— begin DATASET RECORDS —

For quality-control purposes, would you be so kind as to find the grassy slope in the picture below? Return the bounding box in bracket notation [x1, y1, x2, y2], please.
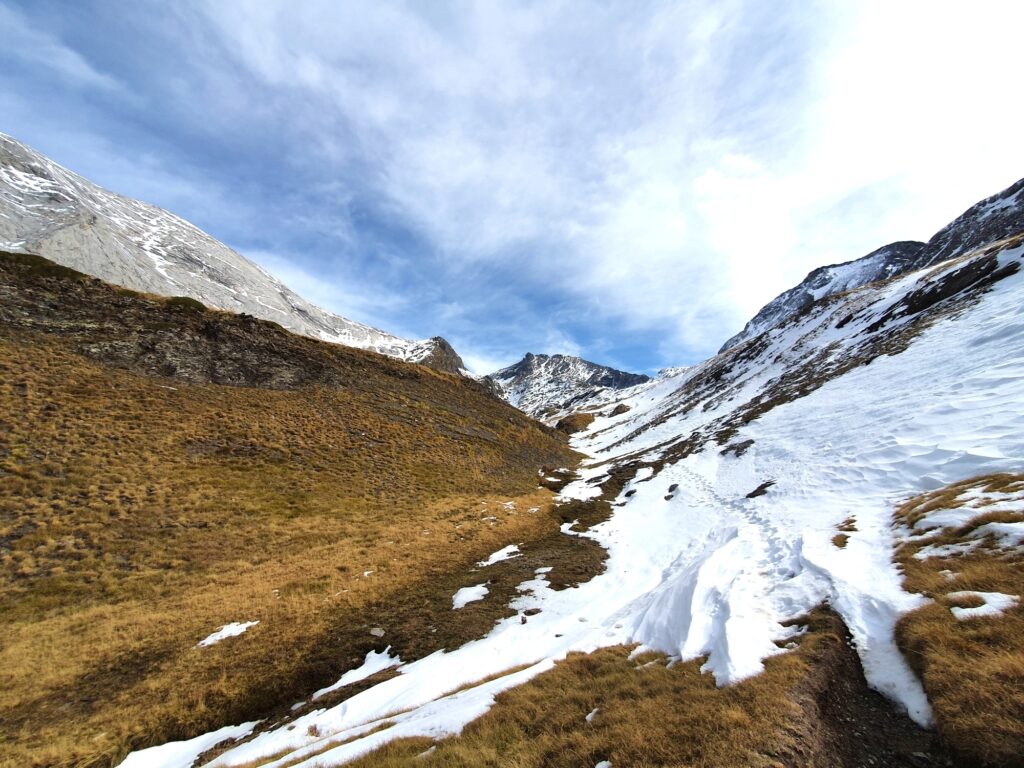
[896, 474, 1024, 766]
[351, 610, 931, 768]
[0, 255, 574, 765]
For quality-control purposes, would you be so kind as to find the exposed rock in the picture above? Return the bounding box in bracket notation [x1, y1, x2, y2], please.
[485, 353, 650, 419]
[719, 179, 1024, 352]
[555, 414, 594, 434]
[0, 133, 462, 373]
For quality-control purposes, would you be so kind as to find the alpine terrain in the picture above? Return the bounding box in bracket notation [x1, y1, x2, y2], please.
[485, 353, 649, 418]
[0, 133, 464, 373]
[0, 135, 1024, 768]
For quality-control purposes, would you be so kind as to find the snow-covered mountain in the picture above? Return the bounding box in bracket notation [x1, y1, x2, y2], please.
[719, 174, 1024, 352]
[0, 134, 464, 373]
[132, 174, 1024, 766]
[485, 352, 649, 418]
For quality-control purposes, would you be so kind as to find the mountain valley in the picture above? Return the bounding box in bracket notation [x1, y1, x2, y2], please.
[0, 137, 1024, 768]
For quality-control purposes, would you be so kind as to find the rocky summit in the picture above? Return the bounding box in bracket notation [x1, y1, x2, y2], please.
[0, 133, 464, 373]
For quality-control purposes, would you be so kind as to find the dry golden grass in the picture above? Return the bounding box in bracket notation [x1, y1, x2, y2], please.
[339, 616, 868, 768]
[896, 474, 1024, 766]
[0, 256, 574, 766]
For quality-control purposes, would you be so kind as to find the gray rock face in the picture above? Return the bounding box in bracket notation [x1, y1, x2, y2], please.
[485, 353, 650, 416]
[0, 134, 463, 373]
[719, 179, 1024, 352]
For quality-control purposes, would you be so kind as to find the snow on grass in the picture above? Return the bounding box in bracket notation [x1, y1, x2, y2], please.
[125, 244, 1024, 768]
[452, 582, 487, 610]
[118, 720, 259, 768]
[312, 645, 401, 701]
[946, 592, 1020, 622]
[476, 544, 520, 568]
[196, 621, 259, 648]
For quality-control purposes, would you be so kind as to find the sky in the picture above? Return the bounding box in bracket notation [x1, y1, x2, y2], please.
[0, 0, 1024, 373]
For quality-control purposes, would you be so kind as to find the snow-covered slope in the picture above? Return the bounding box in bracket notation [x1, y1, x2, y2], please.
[719, 174, 1024, 352]
[0, 134, 464, 373]
[121, 183, 1024, 768]
[486, 353, 649, 417]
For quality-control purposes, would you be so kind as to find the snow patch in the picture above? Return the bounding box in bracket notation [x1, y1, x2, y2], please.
[452, 582, 487, 610]
[196, 620, 259, 648]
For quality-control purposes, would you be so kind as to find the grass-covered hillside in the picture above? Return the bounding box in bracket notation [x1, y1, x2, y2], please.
[0, 254, 575, 766]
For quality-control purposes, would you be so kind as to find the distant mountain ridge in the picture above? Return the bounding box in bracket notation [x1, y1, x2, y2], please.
[719, 179, 1024, 352]
[484, 352, 650, 418]
[0, 133, 465, 373]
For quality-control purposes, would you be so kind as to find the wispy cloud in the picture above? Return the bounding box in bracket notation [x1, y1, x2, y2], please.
[0, 4, 121, 91]
[0, 0, 1024, 370]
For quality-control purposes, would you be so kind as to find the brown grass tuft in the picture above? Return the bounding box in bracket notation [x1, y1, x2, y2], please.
[0, 259, 590, 767]
[896, 474, 1024, 766]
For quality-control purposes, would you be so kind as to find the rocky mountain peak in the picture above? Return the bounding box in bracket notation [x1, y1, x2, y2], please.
[0, 133, 463, 373]
[719, 179, 1024, 352]
[485, 352, 650, 417]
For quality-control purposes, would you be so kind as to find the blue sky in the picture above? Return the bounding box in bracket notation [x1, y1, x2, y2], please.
[0, 0, 1024, 373]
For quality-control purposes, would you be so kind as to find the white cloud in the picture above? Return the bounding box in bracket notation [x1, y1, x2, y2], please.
[0, 5, 121, 91]
[19, 0, 1024, 365]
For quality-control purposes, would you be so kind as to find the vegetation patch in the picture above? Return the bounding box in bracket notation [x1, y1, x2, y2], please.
[0, 253, 581, 767]
[896, 474, 1024, 766]
[339, 610, 931, 768]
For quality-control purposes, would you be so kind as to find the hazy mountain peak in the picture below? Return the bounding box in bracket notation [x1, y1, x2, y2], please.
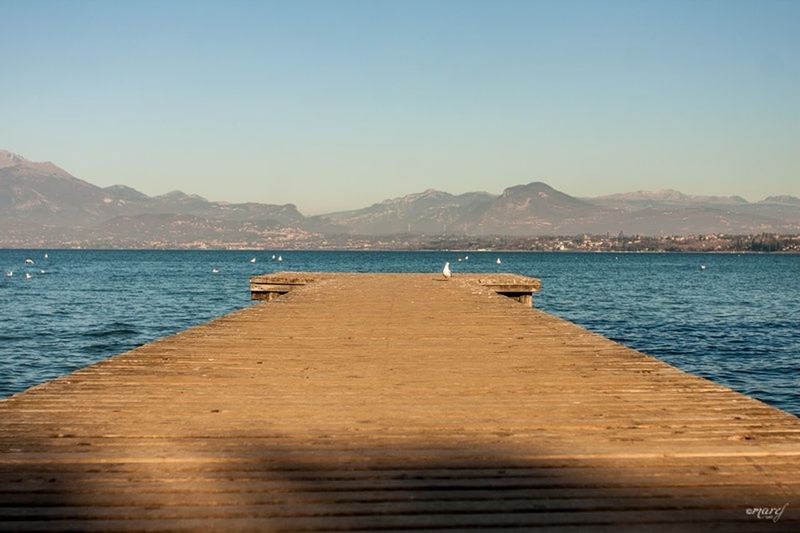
[155, 190, 208, 202]
[0, 150, 73, 178]
[759, 194, 800, 206]
[0, 150, 29, 168]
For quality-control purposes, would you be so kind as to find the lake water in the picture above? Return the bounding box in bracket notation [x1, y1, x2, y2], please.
[0, 250, 800, 414]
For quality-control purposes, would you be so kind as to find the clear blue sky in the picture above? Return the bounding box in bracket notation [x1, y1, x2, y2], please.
[0, 0, 800, 214]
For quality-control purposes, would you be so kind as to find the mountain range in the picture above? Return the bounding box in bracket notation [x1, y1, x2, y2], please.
[0, 150, 800, 246]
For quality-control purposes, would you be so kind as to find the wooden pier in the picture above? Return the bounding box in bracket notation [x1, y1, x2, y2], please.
[0, 273, 800, 531]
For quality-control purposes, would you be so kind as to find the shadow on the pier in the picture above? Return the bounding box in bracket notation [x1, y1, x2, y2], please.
[0, 437, 798, 531]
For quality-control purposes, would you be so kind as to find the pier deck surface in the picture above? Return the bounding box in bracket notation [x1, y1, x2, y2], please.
[0, 274, 800, 531]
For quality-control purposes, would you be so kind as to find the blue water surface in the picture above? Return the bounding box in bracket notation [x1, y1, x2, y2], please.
[0, 250, 800, 414]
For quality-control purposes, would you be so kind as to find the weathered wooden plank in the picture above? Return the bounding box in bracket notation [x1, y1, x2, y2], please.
[0, 274, 800, 531]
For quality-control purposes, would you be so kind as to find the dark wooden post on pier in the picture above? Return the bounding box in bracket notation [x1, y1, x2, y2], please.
[250, 272, 541, 307]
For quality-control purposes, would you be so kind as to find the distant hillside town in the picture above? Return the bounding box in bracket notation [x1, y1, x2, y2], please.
[0, 150, 800, 252]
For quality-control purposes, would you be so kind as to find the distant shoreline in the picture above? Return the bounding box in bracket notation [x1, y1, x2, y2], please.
[0, 246, 800, 255]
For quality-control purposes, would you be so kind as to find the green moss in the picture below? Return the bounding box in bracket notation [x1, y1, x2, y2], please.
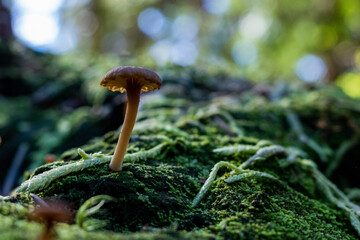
[0, 66, 360, 239]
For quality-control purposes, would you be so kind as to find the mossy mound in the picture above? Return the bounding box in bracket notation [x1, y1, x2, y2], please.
[0, 64, 360, 239]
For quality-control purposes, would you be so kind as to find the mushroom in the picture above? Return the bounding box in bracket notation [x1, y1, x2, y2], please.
[30, 197, 71, 240]
[100, 66, 161, 171]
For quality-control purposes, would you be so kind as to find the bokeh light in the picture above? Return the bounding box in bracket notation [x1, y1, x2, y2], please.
[149, 40, 172, 66]
[231, 40, 258, 66]
[171, 14, 199, 40]
[11, 0, 67, 53]
[336, 72, 360, 98]
[13, 13, 59, 51]
[171, 40, 198, 66]
[239, 12, 269, 40]
[203, 0, 231, 15]
[295, 54, 327, 82]
[14, 0, 63, 13]
[138, 8, 166, 38]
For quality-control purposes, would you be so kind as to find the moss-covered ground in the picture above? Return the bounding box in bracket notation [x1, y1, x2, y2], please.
[0, 65, 360, 239]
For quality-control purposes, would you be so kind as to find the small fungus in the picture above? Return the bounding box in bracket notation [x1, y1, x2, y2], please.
[31, 199, 71, 240]
[100, 66, 161, 171]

— end DATASET RECORDS —

__TASK__. Rewrite the records from the line containing "find the green" through the line containing "[0, 64, 360, 239]", substituting "enclosing box" for every "bounding box" and leaving everything else unchanged. Leave the pictures out of your answer.

__SOLUTION TO THIS TASK__.
For quality-control purposes, would you be so kind as to find the green moss in the picture below? Return the enclosing box in bracket notation [x1, y1, x2, y2], please.
[0, 66, 360, 239]
For quality-control purposes, would you be so kind as to find the mossy mound in the picture above? Return the enclosing box in bracket notation [x1, y1, x2, y2], please.
[0, 64, 360, 239]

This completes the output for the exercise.